Count the lines below that contain the string "light" and give only that number. Matching is case-sensitive.

● EXTRACTED INFORMATION
# # #

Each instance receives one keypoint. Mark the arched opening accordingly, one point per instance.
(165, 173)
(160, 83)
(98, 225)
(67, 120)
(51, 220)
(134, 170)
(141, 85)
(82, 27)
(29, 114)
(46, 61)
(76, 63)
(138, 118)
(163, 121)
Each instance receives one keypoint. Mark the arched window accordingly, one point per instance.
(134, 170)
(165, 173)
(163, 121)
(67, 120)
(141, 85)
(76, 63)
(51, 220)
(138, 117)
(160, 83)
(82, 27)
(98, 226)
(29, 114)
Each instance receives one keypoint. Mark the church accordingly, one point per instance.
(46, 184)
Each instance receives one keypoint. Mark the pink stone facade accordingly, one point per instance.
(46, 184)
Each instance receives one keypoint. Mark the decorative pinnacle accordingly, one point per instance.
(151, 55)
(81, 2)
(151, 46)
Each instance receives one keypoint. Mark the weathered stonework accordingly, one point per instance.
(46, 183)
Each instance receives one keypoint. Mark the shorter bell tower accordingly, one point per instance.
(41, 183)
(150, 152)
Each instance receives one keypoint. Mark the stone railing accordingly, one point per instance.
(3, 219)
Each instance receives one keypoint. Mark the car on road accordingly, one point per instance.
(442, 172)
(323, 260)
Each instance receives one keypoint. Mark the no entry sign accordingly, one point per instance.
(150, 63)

# # #

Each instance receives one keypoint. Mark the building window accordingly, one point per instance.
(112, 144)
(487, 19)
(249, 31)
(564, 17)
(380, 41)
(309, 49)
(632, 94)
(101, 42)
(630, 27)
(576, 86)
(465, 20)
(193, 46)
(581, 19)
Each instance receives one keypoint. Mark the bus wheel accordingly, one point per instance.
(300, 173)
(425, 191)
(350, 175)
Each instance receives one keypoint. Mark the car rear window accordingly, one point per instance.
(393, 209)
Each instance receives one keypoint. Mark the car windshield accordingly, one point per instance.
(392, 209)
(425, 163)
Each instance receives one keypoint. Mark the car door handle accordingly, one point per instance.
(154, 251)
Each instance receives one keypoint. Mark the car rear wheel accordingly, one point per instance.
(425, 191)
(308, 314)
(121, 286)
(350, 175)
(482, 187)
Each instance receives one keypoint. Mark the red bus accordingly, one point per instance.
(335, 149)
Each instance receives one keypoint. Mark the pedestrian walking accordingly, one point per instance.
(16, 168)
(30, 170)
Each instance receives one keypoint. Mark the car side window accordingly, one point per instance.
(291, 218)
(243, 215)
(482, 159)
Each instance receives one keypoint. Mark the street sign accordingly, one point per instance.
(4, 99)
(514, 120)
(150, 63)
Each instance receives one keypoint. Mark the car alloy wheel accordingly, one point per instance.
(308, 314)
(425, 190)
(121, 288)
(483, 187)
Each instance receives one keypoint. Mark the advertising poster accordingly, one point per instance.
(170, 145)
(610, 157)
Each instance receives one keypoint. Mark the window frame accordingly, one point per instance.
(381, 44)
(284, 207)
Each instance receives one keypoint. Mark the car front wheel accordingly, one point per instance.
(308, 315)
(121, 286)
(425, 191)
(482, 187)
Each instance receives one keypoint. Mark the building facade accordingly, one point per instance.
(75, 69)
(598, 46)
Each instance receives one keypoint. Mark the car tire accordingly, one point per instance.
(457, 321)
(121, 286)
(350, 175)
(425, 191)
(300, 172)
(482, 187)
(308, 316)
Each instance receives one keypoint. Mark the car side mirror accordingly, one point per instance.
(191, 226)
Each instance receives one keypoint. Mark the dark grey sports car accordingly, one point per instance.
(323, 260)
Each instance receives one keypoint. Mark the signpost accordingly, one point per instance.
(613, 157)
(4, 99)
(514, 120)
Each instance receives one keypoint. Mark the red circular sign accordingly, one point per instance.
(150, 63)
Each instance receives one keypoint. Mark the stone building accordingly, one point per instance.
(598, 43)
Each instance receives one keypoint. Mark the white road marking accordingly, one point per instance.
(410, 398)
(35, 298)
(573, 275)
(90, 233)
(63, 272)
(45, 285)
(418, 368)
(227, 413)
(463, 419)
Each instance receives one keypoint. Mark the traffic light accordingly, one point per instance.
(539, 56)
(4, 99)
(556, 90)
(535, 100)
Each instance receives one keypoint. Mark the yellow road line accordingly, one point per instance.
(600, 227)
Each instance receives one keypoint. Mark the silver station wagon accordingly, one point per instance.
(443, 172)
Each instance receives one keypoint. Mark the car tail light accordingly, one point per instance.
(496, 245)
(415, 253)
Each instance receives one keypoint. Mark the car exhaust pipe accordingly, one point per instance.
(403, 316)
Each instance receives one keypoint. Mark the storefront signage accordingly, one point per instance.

# # #

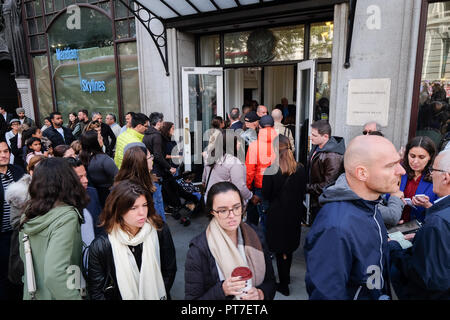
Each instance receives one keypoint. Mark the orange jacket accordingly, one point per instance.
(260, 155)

# # #

● EXERCISE OUTPUT
2